[start INPUT MATERIAL]
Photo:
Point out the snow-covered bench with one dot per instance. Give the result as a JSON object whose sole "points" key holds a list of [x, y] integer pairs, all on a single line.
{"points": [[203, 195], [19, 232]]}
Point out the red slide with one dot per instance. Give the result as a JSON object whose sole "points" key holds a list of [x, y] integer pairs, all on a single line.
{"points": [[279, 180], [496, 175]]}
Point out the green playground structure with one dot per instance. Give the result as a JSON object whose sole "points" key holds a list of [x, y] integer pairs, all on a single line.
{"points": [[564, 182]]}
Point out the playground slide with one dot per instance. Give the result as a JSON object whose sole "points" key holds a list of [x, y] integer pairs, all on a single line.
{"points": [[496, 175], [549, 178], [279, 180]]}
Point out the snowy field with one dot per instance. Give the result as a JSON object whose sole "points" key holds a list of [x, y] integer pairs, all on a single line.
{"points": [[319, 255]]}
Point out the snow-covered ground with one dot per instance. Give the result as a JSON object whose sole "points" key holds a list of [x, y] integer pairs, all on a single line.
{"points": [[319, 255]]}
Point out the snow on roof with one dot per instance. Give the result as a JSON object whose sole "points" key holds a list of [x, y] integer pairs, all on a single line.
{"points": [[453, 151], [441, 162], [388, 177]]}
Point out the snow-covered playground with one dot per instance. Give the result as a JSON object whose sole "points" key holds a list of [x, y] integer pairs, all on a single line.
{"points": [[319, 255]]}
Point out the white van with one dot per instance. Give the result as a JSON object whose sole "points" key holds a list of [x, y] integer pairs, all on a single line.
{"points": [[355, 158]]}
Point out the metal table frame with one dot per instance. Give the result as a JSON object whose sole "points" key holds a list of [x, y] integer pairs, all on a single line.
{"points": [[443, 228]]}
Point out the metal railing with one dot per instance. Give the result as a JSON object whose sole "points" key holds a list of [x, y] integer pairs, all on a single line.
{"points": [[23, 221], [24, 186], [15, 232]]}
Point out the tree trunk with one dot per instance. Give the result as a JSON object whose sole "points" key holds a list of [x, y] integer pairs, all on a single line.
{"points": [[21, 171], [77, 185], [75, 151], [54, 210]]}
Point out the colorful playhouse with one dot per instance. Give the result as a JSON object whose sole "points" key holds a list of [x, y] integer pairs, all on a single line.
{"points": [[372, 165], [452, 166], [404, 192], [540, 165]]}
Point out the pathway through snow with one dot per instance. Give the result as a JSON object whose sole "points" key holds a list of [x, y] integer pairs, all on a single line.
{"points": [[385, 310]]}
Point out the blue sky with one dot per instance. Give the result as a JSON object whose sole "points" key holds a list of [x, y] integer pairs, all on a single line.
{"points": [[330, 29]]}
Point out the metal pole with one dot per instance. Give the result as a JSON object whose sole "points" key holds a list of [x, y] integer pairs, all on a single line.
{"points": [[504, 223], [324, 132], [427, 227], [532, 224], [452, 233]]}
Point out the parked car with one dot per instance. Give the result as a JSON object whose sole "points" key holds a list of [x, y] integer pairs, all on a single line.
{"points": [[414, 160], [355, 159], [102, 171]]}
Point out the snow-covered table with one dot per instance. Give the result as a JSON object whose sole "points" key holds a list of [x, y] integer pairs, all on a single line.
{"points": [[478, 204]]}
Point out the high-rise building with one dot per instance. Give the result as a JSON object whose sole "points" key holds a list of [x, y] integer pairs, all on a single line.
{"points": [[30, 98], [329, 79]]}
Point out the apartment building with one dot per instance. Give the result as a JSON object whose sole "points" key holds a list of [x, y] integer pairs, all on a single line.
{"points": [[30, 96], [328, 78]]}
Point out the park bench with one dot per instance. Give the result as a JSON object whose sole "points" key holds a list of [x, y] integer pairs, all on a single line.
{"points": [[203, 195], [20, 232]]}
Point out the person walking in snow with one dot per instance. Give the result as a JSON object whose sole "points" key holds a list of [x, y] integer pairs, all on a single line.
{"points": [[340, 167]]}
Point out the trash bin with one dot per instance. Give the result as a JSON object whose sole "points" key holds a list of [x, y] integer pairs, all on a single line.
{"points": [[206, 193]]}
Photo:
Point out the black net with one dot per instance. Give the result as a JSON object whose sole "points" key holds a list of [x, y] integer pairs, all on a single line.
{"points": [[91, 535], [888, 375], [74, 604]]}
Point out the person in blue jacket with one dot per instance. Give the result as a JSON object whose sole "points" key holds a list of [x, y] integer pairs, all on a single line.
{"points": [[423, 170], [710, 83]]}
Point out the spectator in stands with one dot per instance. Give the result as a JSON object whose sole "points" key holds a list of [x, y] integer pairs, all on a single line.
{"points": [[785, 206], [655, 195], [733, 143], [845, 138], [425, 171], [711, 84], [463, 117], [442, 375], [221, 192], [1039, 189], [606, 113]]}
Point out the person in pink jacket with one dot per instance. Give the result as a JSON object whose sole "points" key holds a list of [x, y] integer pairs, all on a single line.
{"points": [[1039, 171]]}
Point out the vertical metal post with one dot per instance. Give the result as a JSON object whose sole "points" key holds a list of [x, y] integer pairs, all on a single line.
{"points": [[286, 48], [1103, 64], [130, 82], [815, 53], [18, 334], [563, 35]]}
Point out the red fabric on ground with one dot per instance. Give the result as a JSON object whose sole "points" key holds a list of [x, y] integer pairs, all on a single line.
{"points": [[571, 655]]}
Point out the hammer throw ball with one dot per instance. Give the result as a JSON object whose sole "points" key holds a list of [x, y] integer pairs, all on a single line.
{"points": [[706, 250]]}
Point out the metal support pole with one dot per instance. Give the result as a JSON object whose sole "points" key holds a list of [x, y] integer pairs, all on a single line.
[end INPUT MATERIAL]
→ **TASK BRIEF**: Rewrite everything from the line containing "Point out the vertical" down to the end of the records, replacing "hammer throw ball" with "shot put ball" and leaving everything else as it is.

→ **ANSWER TO THE TASK**:
Point out the vertical metal post with one dot per instance. Give the result as a JSON object whose sole "points" key holds a list of [x, y] integer pairs, all on a single line.
{"points": [[286, 48], [1103, 64], [130, 82], [815, 53], [18, 334], [563, 35]]}
Point out the red fabric on ground with one dot per instance. Give the result as a JSON object whose sole "points" key holds a list of [x, y] integer pairs, all on a single line.
{"points": [[571, 655]]}
Point out the shot put ball with one dot per instance. Give the result as a JSON object whose sole "points" key holds a list of [x, y] integer pairs, all on a single line.
{"points": [[706, 250]]}
Point out the metal support pole with one dot per instance. Give the result as a JSON object whose sole "points" key holds a list of [x, y] integer pairs, all on a single line.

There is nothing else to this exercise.